» **Required work**:
Tally how many of the lines below contain the string "white", with uppercase and lowercase treated as distinct. Reply with the number alone.

» **Records shown**:
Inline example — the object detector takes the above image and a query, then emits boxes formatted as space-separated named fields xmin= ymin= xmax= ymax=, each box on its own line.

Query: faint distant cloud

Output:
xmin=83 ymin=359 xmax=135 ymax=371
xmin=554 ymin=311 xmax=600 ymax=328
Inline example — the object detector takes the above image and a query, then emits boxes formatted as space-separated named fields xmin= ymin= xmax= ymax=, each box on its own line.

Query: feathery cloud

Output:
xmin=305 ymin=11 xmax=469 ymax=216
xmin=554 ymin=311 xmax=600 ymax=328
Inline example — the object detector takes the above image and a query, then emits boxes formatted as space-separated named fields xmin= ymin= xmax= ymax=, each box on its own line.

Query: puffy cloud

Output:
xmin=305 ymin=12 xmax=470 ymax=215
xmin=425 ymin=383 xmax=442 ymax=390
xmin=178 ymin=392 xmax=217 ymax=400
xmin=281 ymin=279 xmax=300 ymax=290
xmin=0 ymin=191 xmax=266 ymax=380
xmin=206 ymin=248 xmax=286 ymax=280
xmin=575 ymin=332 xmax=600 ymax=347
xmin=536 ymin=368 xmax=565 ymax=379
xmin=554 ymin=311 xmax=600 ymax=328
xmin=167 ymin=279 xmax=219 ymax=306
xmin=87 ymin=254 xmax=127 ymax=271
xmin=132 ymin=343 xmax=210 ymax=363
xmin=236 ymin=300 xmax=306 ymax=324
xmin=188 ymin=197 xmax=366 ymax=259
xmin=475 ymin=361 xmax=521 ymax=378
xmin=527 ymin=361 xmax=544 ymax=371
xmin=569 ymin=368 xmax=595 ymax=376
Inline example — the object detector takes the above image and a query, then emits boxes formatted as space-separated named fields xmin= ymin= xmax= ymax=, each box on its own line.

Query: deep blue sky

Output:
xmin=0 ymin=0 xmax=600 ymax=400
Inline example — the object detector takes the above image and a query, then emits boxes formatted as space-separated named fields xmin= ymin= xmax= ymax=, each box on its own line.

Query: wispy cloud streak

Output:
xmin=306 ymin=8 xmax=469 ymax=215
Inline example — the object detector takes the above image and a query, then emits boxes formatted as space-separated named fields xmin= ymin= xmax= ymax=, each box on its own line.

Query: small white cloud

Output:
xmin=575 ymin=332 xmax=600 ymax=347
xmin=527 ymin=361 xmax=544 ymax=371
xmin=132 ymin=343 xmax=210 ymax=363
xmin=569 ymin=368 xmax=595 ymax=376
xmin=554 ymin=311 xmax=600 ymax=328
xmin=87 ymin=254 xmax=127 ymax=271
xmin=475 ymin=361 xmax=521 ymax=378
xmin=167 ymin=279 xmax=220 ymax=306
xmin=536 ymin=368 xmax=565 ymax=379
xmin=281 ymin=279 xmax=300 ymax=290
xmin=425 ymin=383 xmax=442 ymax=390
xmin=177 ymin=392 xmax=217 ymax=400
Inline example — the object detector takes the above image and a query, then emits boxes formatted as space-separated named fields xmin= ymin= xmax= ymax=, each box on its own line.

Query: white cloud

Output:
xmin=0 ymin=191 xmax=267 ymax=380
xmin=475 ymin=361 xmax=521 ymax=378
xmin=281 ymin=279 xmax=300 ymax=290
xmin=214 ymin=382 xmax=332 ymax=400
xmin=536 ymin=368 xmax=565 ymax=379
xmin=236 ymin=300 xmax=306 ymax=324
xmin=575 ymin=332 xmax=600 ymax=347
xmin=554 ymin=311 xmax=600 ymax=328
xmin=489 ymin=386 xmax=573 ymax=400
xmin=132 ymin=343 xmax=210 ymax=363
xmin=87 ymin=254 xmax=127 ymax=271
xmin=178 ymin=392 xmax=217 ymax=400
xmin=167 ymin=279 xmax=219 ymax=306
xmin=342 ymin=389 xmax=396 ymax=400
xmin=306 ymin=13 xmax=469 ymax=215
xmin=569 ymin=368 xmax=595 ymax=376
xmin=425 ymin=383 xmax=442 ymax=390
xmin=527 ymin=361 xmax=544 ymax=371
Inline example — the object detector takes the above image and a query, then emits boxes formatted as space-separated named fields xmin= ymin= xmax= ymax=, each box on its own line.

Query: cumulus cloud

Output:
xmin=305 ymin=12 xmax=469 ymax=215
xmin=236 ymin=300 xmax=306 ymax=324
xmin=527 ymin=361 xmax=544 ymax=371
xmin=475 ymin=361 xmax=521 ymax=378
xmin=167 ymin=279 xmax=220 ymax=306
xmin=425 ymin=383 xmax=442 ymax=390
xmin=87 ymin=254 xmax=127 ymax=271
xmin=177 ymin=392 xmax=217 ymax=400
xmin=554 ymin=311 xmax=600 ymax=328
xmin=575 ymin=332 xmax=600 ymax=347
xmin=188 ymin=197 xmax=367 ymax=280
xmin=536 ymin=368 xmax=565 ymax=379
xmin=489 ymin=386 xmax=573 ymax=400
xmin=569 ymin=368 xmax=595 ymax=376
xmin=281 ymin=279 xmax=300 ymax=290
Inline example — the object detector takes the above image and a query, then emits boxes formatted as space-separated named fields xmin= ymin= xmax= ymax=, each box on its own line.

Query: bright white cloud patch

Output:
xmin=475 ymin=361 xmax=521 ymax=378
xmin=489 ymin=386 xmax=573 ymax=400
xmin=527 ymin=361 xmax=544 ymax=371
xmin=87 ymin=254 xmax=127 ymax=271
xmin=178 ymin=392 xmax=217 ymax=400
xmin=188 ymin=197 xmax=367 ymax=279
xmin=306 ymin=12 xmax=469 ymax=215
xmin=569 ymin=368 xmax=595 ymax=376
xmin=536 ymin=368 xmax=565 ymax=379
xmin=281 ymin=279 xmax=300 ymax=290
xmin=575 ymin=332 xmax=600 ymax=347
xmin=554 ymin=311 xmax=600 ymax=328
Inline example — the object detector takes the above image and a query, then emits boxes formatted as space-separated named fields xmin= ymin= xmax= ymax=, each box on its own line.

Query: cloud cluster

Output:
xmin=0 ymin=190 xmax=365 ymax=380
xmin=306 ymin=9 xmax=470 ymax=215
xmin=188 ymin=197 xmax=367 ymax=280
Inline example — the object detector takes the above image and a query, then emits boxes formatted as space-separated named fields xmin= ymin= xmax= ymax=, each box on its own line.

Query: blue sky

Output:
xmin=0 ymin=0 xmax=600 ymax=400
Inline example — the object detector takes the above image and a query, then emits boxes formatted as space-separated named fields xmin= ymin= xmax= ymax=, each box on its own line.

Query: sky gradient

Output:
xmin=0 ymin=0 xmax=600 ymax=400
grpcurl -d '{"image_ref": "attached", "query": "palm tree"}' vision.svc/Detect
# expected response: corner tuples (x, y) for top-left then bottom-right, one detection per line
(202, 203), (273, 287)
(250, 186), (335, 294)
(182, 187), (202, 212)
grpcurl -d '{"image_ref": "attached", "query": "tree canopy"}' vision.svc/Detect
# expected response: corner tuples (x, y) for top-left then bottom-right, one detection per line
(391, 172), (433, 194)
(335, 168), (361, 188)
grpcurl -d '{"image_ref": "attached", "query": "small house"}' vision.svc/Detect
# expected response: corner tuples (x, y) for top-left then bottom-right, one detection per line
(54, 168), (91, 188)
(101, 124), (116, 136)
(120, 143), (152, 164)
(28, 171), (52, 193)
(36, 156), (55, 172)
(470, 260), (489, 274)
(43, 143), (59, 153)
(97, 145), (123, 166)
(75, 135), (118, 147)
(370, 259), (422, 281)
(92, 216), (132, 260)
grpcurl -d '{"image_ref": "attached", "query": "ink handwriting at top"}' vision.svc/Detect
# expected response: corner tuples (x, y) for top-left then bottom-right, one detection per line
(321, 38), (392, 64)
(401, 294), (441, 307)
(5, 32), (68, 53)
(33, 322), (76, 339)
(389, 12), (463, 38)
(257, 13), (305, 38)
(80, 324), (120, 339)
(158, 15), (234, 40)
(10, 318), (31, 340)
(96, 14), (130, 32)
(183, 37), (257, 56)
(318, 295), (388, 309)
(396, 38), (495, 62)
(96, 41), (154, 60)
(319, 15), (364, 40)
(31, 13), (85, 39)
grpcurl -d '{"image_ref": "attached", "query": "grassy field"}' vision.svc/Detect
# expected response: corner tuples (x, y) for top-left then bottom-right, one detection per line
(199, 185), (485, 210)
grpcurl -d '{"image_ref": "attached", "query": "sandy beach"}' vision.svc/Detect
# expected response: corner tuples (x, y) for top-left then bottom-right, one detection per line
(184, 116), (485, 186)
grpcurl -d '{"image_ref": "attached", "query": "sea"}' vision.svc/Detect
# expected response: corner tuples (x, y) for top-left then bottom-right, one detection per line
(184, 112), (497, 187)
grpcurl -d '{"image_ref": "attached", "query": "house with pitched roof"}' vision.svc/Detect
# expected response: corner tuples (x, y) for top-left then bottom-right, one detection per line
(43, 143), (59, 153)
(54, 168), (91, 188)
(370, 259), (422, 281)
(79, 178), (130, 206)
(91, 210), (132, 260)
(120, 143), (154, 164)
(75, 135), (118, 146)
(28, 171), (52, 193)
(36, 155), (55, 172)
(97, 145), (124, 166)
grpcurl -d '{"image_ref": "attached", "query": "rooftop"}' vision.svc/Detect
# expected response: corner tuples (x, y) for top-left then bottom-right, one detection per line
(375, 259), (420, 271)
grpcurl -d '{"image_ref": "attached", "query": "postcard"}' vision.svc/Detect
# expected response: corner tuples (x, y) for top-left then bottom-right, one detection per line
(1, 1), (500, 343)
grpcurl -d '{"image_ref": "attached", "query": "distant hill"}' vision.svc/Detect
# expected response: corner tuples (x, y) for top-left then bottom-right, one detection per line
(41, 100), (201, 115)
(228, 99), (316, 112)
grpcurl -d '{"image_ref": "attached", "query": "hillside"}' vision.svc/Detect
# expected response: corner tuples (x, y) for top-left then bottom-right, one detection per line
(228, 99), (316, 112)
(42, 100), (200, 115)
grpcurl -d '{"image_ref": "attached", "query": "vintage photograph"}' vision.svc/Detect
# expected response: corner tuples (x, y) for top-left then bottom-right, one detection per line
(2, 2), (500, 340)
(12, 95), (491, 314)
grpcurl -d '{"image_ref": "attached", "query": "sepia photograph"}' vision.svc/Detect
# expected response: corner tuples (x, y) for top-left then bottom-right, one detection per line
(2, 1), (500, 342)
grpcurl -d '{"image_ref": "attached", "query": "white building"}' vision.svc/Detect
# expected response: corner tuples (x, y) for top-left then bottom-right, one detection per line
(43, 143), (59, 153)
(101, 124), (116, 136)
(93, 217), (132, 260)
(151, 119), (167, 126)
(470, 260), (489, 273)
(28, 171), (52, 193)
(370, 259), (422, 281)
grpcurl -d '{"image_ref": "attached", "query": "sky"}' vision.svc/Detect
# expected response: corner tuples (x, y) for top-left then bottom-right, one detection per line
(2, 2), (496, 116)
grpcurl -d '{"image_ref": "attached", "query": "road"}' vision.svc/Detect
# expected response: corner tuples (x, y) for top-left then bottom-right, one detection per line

» **Right answer**:
4